### What you have to do:
Present all of the material below as a numbered list with one entry per line, skipping any blank lines.

### Records for this task:
*****

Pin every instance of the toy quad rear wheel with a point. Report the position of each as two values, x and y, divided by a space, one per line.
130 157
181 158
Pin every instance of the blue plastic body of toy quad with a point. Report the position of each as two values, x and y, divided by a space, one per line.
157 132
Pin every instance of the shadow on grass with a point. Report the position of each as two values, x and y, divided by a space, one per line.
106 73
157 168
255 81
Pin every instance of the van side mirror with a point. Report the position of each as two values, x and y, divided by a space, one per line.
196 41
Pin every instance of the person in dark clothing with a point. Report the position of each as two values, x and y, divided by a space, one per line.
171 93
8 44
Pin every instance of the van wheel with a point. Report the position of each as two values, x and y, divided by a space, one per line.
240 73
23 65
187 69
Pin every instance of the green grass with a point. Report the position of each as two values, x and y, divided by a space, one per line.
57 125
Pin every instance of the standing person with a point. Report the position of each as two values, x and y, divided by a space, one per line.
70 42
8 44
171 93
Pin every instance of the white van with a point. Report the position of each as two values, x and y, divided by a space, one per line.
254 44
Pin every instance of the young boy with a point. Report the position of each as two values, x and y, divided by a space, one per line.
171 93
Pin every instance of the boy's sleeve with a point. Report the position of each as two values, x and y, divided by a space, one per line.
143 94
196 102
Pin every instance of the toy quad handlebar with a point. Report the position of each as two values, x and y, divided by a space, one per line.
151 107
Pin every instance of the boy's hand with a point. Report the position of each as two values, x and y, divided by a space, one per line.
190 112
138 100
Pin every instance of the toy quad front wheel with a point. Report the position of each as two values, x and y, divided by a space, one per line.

*****

### Final result:
1. Pin every instance of the toy quad rear wheel with a point. Report the position of each as two values, x and y, divided by a space, one per line.
2. 130 157
3. 181 158
4. Pin every instance of the blue plastic body of toy quad with a point. Report the position of each as two values, x and y, divided by a space, one per line.
5. 157 132
6. Pin every instance of the shadow on grass with a point. Report the position of each as two values, x and y, divided by a space, one per line.
7. 106 73
8. 157 168
9. 255 81
10. Pin every instance of the van side mirror with a point. Report the position of each as two values, x and y, divided by a space, one per line.
11. 196 41
12. Pin every instance of the person in dark clothing with a point. Report the position of each as two values, x and y, divided by a space, one per line.
13. 171 93
14. 8 44
15. Pin every instance of the van wheel with a point. Report the position of each as two values, x and y, divided by a space, one per line.
16. 240 73
17. 23 65
18. 187 69
19. Pin every instance of the green grass with a point. Report the position of each as two values, x and y, divided by a space, one per line.
20. 57 125
21. Pin every instance of the standing person with a point. Report the position of each as two values, x and y, divided by a space, one per line.
22. 70 42
23. 8 44
24. 171 93
25. Pin every instance of the white van with a point. Report the position of each as two values, x and y, divided by a space, one per line.
26. 254 44
27. Pin every instance of the young boy with a point. Report the position of each as two values, x and y, divided by a space, one per line.
28. 171 93
29. Pin every instance of the boy's sleeve with a point. Report the position of each as two values, x and y, divided by a space, one per line.
30. 143 94
31. 196 102
32. Pin every instance of the toy quad handlebar with a point. Report the position of each as two values, x and y, divided by a space, one per line.
33. 151 107
34. Pin every instance of the boy's hand with a point. Report the position of each as two values, x and y, divided by a space, one per line.
35. 190 112
36. 138 100
37. Pin every instance of the toy quad front wheel with a point. Report the position of each as two values, x and y, divided by a space, one per line.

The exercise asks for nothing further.